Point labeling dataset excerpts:
============================================================

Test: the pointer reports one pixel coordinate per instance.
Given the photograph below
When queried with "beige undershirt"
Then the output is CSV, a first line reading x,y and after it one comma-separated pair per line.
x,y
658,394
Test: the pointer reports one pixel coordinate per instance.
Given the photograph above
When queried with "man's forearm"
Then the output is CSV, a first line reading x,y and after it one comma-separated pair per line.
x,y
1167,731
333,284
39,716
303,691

============================================================

*AIM OF THE TASK:* Revise the items above by changing every occurrence of "pointer" to "locator" and leaving everything else as it is.

*SOLUTION TO THIS PROBLEM:*
Test: the locator reports one pixel coordinate per instance.
Given the photograph below
When queried with "beige undershirt"
Then the output is CSV, a first line reading x,y and after it one comma-separated pair per line.
x,y
658,394
Test: the locator reports one pixel coordinate per instance.
Given the photograph above
When queried with "man's forearm"
Then the output is CSV, a first line reading x,y and after it one comma-separated pair per line.
x,y
1167,731
333,284
39,716
303,691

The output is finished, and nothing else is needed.